+++ Records supplied
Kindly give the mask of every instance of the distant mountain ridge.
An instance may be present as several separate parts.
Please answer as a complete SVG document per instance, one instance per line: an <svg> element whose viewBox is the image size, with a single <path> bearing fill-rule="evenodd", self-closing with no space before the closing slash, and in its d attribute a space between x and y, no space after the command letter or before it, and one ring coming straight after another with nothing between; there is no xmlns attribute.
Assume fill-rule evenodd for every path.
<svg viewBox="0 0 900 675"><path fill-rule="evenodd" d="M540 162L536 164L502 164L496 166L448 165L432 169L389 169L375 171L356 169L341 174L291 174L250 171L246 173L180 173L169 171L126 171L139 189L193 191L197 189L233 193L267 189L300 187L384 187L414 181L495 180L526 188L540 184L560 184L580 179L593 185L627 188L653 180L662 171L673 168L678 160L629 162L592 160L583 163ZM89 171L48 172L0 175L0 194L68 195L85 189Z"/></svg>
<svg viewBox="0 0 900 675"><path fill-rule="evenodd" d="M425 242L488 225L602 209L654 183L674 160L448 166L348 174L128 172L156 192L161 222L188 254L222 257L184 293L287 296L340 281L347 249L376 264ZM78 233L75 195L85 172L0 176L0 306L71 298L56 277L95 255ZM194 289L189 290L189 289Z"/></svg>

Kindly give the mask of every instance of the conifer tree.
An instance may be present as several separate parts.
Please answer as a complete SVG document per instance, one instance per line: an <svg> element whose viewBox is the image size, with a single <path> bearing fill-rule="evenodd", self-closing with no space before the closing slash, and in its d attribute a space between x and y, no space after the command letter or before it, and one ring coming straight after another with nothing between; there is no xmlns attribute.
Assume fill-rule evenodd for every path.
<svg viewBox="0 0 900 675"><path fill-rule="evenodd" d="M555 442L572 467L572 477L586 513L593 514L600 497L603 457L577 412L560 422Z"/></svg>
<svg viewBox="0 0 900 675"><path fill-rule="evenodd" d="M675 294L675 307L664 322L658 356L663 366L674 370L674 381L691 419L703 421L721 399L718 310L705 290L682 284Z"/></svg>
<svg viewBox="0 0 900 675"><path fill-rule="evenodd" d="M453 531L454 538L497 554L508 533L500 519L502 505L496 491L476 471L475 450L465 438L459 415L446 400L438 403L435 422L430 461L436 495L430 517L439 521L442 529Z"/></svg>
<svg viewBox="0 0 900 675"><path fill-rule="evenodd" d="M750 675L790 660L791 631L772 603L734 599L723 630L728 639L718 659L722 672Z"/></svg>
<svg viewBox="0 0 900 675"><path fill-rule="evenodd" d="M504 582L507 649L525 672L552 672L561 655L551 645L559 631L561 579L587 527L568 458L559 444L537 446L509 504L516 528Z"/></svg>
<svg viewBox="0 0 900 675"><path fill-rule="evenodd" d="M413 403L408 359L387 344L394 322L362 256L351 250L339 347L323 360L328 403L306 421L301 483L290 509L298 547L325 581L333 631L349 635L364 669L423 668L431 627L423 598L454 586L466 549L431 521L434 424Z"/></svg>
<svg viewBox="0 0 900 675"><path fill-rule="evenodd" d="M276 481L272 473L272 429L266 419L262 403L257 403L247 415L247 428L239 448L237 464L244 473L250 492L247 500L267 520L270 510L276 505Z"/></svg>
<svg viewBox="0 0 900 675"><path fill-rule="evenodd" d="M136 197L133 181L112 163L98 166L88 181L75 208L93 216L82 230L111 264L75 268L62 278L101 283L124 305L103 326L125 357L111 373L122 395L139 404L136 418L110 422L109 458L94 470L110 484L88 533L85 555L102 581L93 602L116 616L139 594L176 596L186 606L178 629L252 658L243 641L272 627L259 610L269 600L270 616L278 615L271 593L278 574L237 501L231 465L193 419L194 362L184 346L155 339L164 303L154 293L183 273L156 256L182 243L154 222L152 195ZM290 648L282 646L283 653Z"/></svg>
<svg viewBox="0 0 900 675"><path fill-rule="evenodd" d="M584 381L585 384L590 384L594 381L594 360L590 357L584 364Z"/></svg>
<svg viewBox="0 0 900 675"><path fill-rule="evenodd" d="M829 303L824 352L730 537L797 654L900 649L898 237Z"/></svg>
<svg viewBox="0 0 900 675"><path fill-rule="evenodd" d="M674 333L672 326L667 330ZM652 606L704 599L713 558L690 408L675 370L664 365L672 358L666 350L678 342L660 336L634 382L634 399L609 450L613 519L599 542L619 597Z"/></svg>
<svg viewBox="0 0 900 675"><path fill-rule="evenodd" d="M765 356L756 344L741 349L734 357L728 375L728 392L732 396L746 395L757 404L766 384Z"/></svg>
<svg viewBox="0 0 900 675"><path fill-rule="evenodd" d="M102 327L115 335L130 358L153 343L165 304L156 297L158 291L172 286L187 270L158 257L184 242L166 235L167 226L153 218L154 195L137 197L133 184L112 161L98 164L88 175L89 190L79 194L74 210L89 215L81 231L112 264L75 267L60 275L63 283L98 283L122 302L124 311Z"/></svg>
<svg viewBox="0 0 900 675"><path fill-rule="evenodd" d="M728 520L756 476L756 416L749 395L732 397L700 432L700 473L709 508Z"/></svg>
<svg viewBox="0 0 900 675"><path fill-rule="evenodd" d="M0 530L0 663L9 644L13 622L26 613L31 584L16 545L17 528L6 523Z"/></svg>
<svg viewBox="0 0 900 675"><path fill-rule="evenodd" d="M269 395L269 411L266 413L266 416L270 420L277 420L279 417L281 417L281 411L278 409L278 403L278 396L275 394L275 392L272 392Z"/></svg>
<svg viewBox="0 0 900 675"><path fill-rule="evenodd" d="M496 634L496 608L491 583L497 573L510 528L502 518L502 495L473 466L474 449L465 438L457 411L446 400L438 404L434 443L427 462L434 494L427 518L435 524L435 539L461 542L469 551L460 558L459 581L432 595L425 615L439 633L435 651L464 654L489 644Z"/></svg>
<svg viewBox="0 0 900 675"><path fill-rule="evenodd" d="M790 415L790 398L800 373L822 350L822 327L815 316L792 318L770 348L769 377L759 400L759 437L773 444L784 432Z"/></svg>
++++++
Directions for this task:
Each line of the records that holds the word "mask" should be copied out.

Output of the exercise:
Kindly give the mask of every instance of the distant mountain ridge.
Kindly give the mask of every instance of the conifer tree.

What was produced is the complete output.